■ WORK TO DO ■
Can you write out these lines again, swapping every "drill" for "exercise" and leaving everything else unchanged?

(Dataset rows)
>> BEGIN

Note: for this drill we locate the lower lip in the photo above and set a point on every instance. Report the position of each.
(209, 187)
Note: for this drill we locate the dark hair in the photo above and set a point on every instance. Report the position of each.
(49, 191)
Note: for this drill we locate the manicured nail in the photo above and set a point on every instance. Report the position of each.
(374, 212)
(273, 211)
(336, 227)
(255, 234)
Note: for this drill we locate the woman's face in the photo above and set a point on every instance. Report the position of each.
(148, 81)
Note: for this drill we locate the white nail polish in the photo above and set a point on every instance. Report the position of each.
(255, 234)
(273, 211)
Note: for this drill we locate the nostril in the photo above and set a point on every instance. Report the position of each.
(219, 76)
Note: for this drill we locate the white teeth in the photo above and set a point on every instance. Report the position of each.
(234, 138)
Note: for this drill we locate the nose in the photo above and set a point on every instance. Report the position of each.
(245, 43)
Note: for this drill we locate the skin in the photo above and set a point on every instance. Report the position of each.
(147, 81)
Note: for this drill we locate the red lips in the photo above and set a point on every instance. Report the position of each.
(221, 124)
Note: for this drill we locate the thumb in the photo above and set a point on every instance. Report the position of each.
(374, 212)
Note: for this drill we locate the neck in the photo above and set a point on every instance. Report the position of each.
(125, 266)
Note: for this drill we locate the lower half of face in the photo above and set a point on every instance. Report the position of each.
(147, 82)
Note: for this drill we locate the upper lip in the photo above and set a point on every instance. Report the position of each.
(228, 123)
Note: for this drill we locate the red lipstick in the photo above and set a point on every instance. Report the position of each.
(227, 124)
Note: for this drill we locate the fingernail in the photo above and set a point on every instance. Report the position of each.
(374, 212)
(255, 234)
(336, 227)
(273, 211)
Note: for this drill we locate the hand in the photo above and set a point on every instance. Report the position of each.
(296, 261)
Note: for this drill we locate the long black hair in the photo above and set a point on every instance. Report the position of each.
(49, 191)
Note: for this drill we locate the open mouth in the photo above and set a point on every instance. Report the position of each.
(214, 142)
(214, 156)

>> END

■ EXERCISE RESULT ■
Note: for this exercise we locate the lower lip in the photo above and set a point on every instance. Report the position of each.
(209, 187)
Note: for this exercise we locate the dark hair in the photo above and set a point on every instance. Report the position of each.
(49, 191)
Note: for this exercise we locate the manicured nail in the photo above and set a point on every instance. Report the position of each.
(374, 212)
(273, 211)
(336, 227)
(255, 234)
Note: for this exercise we locate the woman's face in the photo above and set a point on every instance. Report the position of each.
(148, 81)
Note: for this exercise we locate the white nail polish in the photo above and set a point on every instance. Report the position of each.
(255, 234)
(273, 211)
Note: for this exercise we locate the nostril in the photo above and set a point on every instance. Report the position of each.
(219, 76)
Note: for this exercise we locate the white teeth in the photo above and set a point on every instance. Report the position of each.
(234, 138)
Note: for this exercise we locate the nose in the photo above and set a point on every instance. Report the position of each.
(245, 43)
Note: for this exercise we locate the skin in the photo above and set a point on every instance. Report the position of each.
(147, 81)
Note: for this exercise we locate the red lips in the photo above and set a point on every instance. Report the position of each.
(221, 124)
Note: for this exercise we locate the thumb in the photo above and set a point on every instance. Report the position of each.
(374, 212)
Note: for this exercise we locate the neck in the photo above and set a point on every instance. Report the position of each.
(125, 266)
Note: for this exercise we locate the lower half of face in the photo above and set a point on every instance. Report the position of each.
(147, 82)
Note: for this exercise we locate the upper lip in the photo above and set a point on every instance. Report the position of each.
(228, 123)
Note: for this exercise we locate the red lipstick in the photo above and set a point on every instance. Report the position of each.
(227, 124)
Note: for this exercise we locate the fingernail in the photo above and set a point on every instance. Report the position of each.
(374, 212)
(255, 234)
(336, 227)
(273, 211)
Note: for this exercise we locate the hand in the photo above and set a point on every instance. Report the position of each.
(296, 261)
Note: for this exercise we locate the long black hair in the photo above and set a point on every instance. Report the position of each.
(49, 191)
Note: for this exercise we locate the open mouth in the photo above and set a point on every instance. Report the position of each.
(214, 142)
(214, 156)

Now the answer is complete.